-- PROBLEM --
Exactly as they appear, transcribe the entries and skip any pictures.
───── INPUT MATERIAL
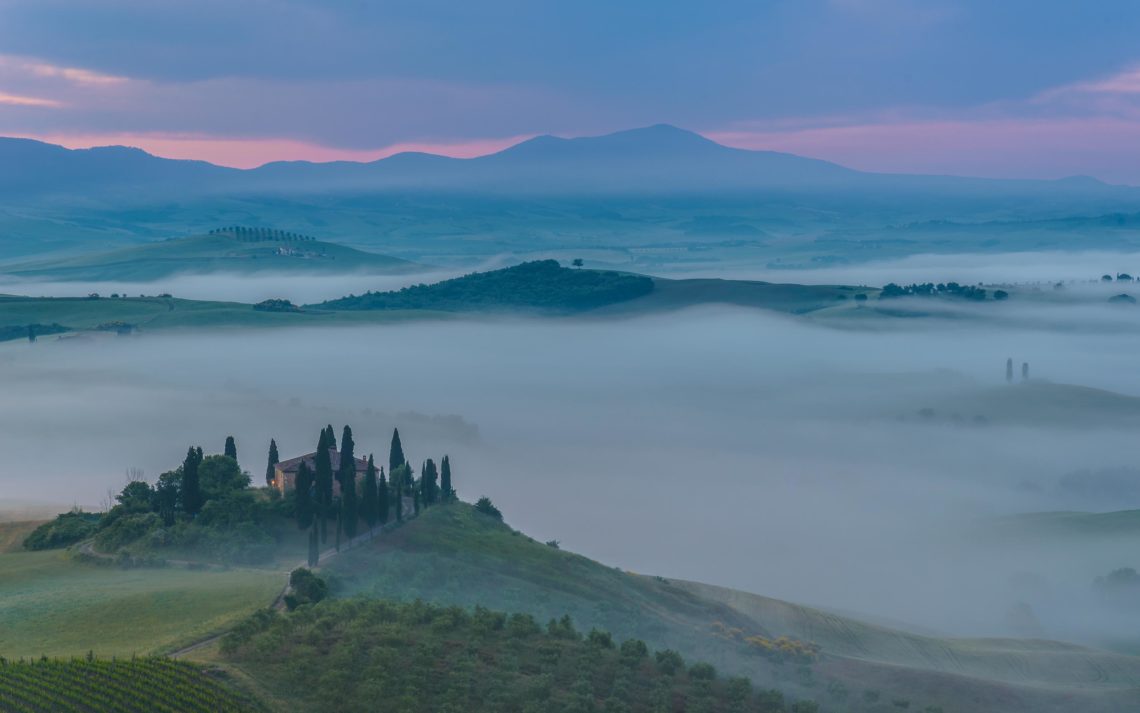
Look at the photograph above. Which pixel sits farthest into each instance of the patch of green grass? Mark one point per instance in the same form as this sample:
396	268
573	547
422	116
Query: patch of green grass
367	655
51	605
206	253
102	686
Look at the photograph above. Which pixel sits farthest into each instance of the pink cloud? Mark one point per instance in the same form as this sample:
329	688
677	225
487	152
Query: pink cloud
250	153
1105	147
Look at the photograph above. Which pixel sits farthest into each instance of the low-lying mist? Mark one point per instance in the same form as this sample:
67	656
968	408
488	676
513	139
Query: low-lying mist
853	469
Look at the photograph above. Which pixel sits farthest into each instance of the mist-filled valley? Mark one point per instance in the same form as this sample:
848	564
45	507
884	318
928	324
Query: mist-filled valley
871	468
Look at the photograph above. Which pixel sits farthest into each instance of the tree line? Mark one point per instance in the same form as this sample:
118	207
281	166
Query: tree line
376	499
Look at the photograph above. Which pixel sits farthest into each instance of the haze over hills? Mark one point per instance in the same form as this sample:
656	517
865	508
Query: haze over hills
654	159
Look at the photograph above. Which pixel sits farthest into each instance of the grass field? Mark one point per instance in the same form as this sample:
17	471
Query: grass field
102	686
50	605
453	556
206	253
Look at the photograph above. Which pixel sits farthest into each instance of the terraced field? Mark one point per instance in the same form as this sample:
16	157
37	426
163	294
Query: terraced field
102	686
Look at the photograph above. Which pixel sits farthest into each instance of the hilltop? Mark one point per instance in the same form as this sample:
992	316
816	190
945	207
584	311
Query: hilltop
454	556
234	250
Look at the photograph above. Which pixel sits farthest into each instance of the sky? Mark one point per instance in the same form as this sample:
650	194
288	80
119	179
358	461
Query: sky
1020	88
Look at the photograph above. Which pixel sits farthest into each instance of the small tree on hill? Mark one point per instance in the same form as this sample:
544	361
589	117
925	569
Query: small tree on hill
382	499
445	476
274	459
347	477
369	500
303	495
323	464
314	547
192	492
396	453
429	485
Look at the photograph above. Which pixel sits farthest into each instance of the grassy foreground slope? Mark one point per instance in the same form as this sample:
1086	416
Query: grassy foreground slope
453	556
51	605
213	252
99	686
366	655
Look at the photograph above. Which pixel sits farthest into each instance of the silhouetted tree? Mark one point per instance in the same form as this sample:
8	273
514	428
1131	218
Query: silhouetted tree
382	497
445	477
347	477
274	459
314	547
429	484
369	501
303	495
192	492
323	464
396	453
──────────
-- TASK SOLUTION --
Look at the photograph above. Which pixel sits farthest into each instance of the patch of green grass? Mark one point per instance in the same form as this sample:
396	268
573	547
422	116
Query: patch of green grass
367	655
51	605
206	253
102	686
Look at the photograph above. Which pixel sits farthest into each instance of the pink cloud? Mark one point per instance in the same form as this sample:
329	688
677	225
487	152
Query: pink cloud
250	153
1105	147
Look at the photograph above. Which pixel sits farthest into each instance of the low-lying mist? Mark one point per instance in the same form as this sample:
67	656
968	408
488	676
513	139
Query: low-lying mist
853	469
Look at the photograph above. Which pixel sits farthest into each instance of the mist-filled valley? Mark one point per instance in the same form as this sample:
848	564
45	507
884	318
928	324
Query: mist-filled valley
871	468
Look at the photograph above. Which pixel sits farthest into each instance of the tree line? Mark one point per instance in the same form as this sample:
118	207
281	166
Query: tree line
376	499
Look at the photograph above. Which pixel sits farthest into each instance of the haze over hills? Mark one point per instance in the same form as this sample:
656	517
865	508
Query: haze over hills
654	159
Look at the photograph above. Which pixel sits farthest into each instance of the grass field? Mark one point per instance in the same form as this sample:
17	471
Query: grass field
102	686
50	605
453	556
206	253
Look at the photograph above. Which pixel sits farthest into each instance of the terraced field? Mark one point per instance in the same form as this sample:
16	157
37	426
163	294
Query: terraced field
102	686
Look at the photograph above. Which pixel sits farthest into each instance of the hilltop? Mark one point per instance in the same form as this sample:
992	316
816	190
945	207
584	311
Query: hilltop
454	556
234	250
Look at the photograph above. Which pixel sits farthest into each instance of the sky? Mark one point per instance in the same form as this sample:
650	194
288	80
119	179
358	461
Query: sky
1020	88
Look at the photograph above. Which pixel sits farthest into each instance of the small tree on hill? Mark one point per instance in the same form as this sample:
544	361
589	117
925	569
Query: small tree on hill
382	499
445	476
274	459
347	477
369	500
303	495
323	464
314	547
192	492
396	453
429	485
Look at the photograph above. Which pixel sits farthest into each instance of the grassy foreground slope? Mark one point per instance in the same form as this sample:
1086	416
Query: grassy foreground slope
453	556
51	605
213	252
99	686
366	655
Look at the photograph above. Which pixel sits farthest into each instance of the silhouetted tree? Mark one point per instance in the same form as this sample:
8	273
514	428
1131	218
Query: silhouetted tree
382	497
445	477
347	477
274	459
314	547
429	484
369	501
303	495
192	492
323	464
396	453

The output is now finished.